§ **EXERCISE PROMPT**
Convert the listing below into a Markdown table with the columns Row and Line text, starting with the line that contains "The service SHOULD place a point on the white pillow, one" and going on through the end of the listing. Omit blank lines, and leave the pictures out.

§ **DATA EXCERPTS**
________
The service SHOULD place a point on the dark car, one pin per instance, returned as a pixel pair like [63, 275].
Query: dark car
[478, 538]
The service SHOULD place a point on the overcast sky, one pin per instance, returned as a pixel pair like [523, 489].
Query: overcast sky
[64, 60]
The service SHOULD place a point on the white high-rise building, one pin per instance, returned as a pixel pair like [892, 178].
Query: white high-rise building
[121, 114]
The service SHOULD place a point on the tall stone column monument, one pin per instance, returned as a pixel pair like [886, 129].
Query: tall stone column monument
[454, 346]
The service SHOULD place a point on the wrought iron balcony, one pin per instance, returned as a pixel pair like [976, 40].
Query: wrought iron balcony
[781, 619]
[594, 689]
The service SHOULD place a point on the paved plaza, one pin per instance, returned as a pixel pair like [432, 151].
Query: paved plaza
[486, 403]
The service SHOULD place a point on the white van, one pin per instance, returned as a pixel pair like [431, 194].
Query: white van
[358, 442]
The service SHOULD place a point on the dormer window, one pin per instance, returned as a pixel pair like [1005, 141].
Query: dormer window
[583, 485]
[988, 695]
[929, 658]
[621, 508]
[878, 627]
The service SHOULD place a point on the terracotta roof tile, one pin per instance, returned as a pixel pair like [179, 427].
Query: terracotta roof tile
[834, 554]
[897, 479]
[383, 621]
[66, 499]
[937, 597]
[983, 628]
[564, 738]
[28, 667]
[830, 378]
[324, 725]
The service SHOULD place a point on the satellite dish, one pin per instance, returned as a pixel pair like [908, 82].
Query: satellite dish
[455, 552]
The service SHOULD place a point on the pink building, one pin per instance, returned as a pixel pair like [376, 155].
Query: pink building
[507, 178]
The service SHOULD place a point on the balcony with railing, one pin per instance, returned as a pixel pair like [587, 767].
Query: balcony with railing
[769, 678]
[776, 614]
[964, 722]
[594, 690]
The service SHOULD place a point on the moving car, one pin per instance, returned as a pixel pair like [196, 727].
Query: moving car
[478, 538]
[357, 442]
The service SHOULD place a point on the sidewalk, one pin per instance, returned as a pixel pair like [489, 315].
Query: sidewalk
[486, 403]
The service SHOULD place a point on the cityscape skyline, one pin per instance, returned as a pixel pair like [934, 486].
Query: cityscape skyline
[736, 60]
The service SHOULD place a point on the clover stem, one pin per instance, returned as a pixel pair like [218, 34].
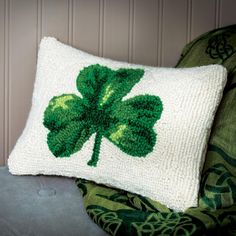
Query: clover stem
[96, 149]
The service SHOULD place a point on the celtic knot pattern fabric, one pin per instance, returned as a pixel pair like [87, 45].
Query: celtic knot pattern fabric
[129, 126]
[216, 211]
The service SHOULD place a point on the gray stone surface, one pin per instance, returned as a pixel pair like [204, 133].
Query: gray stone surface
[42, 206]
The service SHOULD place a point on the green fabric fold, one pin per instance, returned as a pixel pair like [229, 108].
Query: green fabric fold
[122, 213]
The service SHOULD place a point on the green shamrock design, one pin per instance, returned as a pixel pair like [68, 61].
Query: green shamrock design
[127, 124]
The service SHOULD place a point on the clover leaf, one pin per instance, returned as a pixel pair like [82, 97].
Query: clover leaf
[127, 124]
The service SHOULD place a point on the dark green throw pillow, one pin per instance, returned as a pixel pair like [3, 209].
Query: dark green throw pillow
[218, 187]
[121, 213]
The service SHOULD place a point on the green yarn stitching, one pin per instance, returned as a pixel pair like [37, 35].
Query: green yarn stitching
[127, 124]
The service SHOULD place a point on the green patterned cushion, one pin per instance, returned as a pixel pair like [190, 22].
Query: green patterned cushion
[121, 213]
[218, 188]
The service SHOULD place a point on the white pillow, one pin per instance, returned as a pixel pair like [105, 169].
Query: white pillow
[151, 124]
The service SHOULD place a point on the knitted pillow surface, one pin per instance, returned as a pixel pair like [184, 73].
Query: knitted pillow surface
[134, 127]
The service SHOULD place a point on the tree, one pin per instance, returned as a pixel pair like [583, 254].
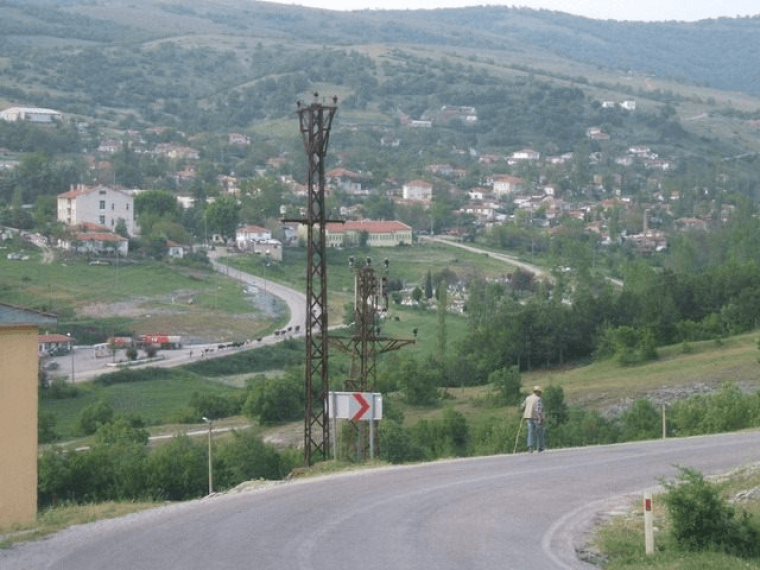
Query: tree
[246, 457]
[276, 400]
[94, 416]
[507, 383]
[419, 381]
[178, 470]
[640, 421]
[428, 285]
[223, 216]
[701, 520]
________
§ **EXERCISE RESPONSE**
| Row | Line text |
|---|---|
| 1 | The service SHOULD place a point on the white pillow, one pin per instance, returned as a pixel pair like [105, 169]. |
| 2 | Query: white pillow |
| 3 | [151, 124] |
| 4 | The service SHOULD place a point on the knitted pillow surface, one pin per instance, returned as a pixel pair like [184, 73]. |
| 5 | Query: knitted pillow surface |
| 6 | [134, 127] |
| 7 | The service SHOULD place a point on the tree, one pin per instance, returned as a pixel pair like [583, 254]. |
| 8 | Query: tree |
| 9 | [246, 457] |
| 10 | [276, 400] |
| 11 | [94, 416] |
| 12 | [507, 383] |
| 13 | [419, 381] |
| 14 | [178, 470] |
| 15 | [640, 421] |
| 16 | [428, 285] |
| 17 | [223, 216] |
| 18 | [701, 520] |